- _Dataset content_
########

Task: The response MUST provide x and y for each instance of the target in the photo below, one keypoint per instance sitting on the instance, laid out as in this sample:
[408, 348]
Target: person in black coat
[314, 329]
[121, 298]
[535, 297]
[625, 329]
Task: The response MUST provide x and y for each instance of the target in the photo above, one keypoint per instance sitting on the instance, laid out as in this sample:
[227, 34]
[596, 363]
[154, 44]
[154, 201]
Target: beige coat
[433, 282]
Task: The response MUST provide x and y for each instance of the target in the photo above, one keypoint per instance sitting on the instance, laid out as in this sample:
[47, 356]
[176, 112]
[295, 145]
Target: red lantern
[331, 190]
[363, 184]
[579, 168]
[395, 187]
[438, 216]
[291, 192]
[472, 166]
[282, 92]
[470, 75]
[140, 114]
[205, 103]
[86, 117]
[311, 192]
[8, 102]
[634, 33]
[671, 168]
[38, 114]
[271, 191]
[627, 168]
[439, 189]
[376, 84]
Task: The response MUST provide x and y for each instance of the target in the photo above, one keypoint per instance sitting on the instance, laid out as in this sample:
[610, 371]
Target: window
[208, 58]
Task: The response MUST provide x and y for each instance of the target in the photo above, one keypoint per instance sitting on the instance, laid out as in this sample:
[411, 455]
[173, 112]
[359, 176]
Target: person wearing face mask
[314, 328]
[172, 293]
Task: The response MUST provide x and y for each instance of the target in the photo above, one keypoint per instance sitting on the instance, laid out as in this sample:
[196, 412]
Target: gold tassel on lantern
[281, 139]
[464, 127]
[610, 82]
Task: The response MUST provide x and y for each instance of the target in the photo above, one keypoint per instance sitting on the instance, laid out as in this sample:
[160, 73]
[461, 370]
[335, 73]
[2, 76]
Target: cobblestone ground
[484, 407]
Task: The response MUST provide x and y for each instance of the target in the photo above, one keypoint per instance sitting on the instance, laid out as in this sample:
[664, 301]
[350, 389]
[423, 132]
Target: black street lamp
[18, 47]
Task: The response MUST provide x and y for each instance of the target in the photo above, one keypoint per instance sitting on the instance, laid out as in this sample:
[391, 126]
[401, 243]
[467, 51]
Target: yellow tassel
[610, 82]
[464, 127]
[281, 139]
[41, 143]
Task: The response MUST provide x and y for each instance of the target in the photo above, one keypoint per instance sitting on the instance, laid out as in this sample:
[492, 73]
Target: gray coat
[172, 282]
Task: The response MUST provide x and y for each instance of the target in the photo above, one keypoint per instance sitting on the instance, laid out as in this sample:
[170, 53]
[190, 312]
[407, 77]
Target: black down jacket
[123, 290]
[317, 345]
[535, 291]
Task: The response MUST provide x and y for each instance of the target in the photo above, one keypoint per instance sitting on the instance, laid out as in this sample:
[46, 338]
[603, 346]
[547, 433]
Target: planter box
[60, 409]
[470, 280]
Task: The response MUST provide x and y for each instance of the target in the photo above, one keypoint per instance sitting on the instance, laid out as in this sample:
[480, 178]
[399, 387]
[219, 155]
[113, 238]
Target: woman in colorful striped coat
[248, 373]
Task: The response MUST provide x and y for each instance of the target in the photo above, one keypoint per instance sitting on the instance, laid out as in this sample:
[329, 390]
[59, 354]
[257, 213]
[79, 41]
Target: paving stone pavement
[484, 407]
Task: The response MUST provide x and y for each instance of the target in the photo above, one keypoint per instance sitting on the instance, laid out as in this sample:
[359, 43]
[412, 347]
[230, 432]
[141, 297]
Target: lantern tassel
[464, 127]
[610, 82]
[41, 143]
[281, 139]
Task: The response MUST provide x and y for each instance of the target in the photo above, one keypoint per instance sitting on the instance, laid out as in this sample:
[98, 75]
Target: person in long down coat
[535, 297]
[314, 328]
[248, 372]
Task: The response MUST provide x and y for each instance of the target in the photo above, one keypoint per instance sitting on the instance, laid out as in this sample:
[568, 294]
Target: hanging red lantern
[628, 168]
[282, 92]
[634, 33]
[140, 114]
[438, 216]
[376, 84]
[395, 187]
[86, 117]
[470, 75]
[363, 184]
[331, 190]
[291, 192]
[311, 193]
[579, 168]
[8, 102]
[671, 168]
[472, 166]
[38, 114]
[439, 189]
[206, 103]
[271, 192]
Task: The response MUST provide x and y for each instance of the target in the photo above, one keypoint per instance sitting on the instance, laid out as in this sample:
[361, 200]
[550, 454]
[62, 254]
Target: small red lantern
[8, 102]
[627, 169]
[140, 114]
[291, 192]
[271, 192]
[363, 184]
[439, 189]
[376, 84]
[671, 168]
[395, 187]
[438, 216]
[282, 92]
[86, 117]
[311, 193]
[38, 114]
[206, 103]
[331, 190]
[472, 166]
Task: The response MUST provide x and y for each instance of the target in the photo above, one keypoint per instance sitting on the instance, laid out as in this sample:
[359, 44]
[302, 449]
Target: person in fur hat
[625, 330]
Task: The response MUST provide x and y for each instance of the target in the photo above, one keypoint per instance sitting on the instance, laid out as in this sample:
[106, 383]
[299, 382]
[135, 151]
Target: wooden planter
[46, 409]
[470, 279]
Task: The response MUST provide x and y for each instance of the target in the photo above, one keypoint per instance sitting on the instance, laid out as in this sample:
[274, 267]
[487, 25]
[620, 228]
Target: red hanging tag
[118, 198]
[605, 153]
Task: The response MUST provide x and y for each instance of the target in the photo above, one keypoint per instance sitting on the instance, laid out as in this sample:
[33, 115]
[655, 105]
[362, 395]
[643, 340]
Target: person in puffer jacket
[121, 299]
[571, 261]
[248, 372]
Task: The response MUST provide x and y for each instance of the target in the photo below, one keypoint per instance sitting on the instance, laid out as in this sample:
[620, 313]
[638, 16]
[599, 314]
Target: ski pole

########

- _Work order_
Once you have read the records, repeat them all exactly.

- _Your response_
Task: The response MUST provide x and y for each instance of the target in the photo below, one keypoint per instance sitting on the instance, laid out as in this sample:
[408, 348]
Target: person in black coat
[314, 329]
[121, 298]
[535, 297]
[625, 329]
Task: The response MUST provide x and y for each instance of the target in the photo above, one keypoint per instance sitting on the instance, laid out as in this sample:
[227, 34]
[596, 363]
[154, 44]
[154, 201]
Target: beige coat
[433, 282]
Task: The response MUST provide x and y for each instance of the target in the photo above, one keypoint per instance sitting on the instance, laid out as in this sample:
[47, 356]
[176, 112]
[295, 145]
Target: red lantern
[331, 190]
[363, 184]
[579, 168]
[395, 187]
[438, 216]
[291, 192]
[472, 166]
[282, 92]
[470, 75]
[140, 114]
[205, 103]
[86, 117]
[311, 192]
[8, 102]
[634, 33]
[671, 168]
[38, 114]
[271, 191]
[627, 168]
[439, 189]
[376, 84]
Task: The response MUST provide x and y for each instance of the target in the photo above, one keypoint per instance sitting on the instance, laid out as in this sample:
[610, 371]
Target: window
[208, 58]
Task: The response MUST provide x and y for each instance of the target in the photo above, one keypoint per instance sitting on the instance, laid out as in this sample:
[411, 455]
[173, 112]
[359, 176]
Target: person wearing face mask
[314, 328]
[172, 293]
Task: The response MUST provide x and y for each instance of the target in the photo above, one keypoint per instance sitting on the instance, laid out as in this sample:
[196, 412]
Target: gold tassel on lantern
[281, 139]
[464, 127]
[610, 82]
Task: The response MUST provide x and y for each instance of the target in the photo above, one keypoint per instance sitting on the instance, laid out as in this sample:
[160, 73]
[461, 370]
[335, 73]
[2, 76]
Target: cobblestone ground
[484, 407]
Task: The response MUST provide x and y for each instance of the target in the photo above, one keypoint per instance sitting on the instance, laid out as in this sample:
[664, 301]
[350, 389]
[423, 132]
Target: black street lamp
[18, 47]
Task: The response MUST provide x and y for each instance of the target in the photo above, one keypoint per instance sitting on the instance, laid out as in this sample:
[391, 126]
[401, 243]
[467, 51]
Target: yellow tassel
[610, 82]
[464, 127]
[281, 139]
[41, 143]
Task: The response MUST provide x and y for each instance of the target in the photo above, one keypoint per instance sitting on the instance, laid out as in this sample:
[492, 73]
Target: gray coat
[172, 282]
Task: The response MUST provide x and y for each instance of the target in the photo above, one keypoint per instance sitting on the instance, laid out as in this sample:
[170, 53]
[190, 312]
[407, 77]
Target: black down jacket
[123, 290]
[317, 345]
[535, 291]
Task: The response MUST provide x and y for each instance of the target in the photo above, one keypoint per instance sitting on the instance, laid out as in this sample:
[46, 338]
[603, 346]
[547, 433]
Target: planter box
[60, 409]
[470, 280]
Task: The response MUST provide x and y for each instance of the target in the photo above, one keypoint per instance sitting on the instance, laid out as in this sample:
[480, 178]
[399, 387]
[219, 155]
[113, 238]
Target: woman in colorful striped coat
[248, 373]
Task: The response MUST provide x and y for each instance of the target in the photo above, one keypoint per instance sitting on the instance, laid out as in this sample:
[329, 390]
[59, 354]
[257, 213]
[79, 41]
Target: paving stone pavement
[484, 407]
Task: The response MUST provide x and y for each instance of the target in the photo above, one keypoint per instance sitting on the instance, laid out as in this sample:
[359, 43]
[412, 347]
[230, 432]
[141, 297]
Target: lantern tassel
[464, 127]
[610, 82]
[41, 143]
[281, 139]
Task: The response MUST provide x and y for each instance of the target in the photo above, one keypoint per instance sitting on the instance, laid out as in this sample:
[98, 75]
Target: person in long down coat
[535, 297]
[314, 328]
[248, 372]
Task: The response MUST provide x and y for each instance of the target in the photo above, one keypoint per instance sitting on the instance, laid out as in this sample:
[568, 294]
Target: hanging red lantern
[628, 168]
[282, 92]
[634, 33]
[140, 114]
[438, 216]
[376, 84]
[395, 187]
[86, 117]
[470, 75]
[363, 184]
[331, 190]
[291, 192]
[311, 193]
[579, 168]
[8, 102]
[671, 168]
[472, 166]
[38, 114]
[439, 189]
[206, 103]
[271, 192]
Task: The response MUST provide x and y for each instance of the target in the photo above, one keypoint per instance sitting on the instance, laid out as in this sample:
[361, 200]
[550, 454]
[62, 254]
Target: small red lantern
[8, 102]
[627, 169]
[140, 114]
[291, 192]
[271, 192]
[363, 184]
[439, 189]
[376, 84]
[671, 168]
[395, 187]
[438, 216]
[282, 92]
[86, 117]
[311, 193]
[38, 114]
[206, 103]
[331, 190]
[472, 166]
Task: The response MUST provide x and y for each instance of the target in the photo above, one keypoint per instance sitting on the instance, laid out as in this sample:
[359, 44]
[302, 449]
Target: person in fur hat
[625, 330]
Task: The response MUST provide x and y for each instance of the target in the photo above, one keypoint per instance sitting on the instance, laid out as in this sample:
[106, 383]
[299, 382]
[135, 151]
Target: wooden planter
[46, 409]
[470, 279]
Task: The response MUST provide x and y for each instance of the target in the photo above, one keypoint per instance sitting on the instance, laid out as in this sample:
[274, 267]
[487, 25]
[620, 228]
Target: red hanging tag
[118, 198]
[605, 153]
Task: The response MUST provide x and y for each instance of the target in the photo above, one keypoint per instance sitting on the instance, laid out as in this sample:
[33, 115]
[655, 105]
[362, 395]
[643, 340]
Target: person in puffer jacket
[121, 299]
[571, 261]
[248, 372]
Task: The response MUST provide x and y for each instance of the target in the photo below, one keypoint per instance sitting on the instance, laid out as in this sample:
[620, 313]
[638, 16]
[599, 314]
Target: ski pole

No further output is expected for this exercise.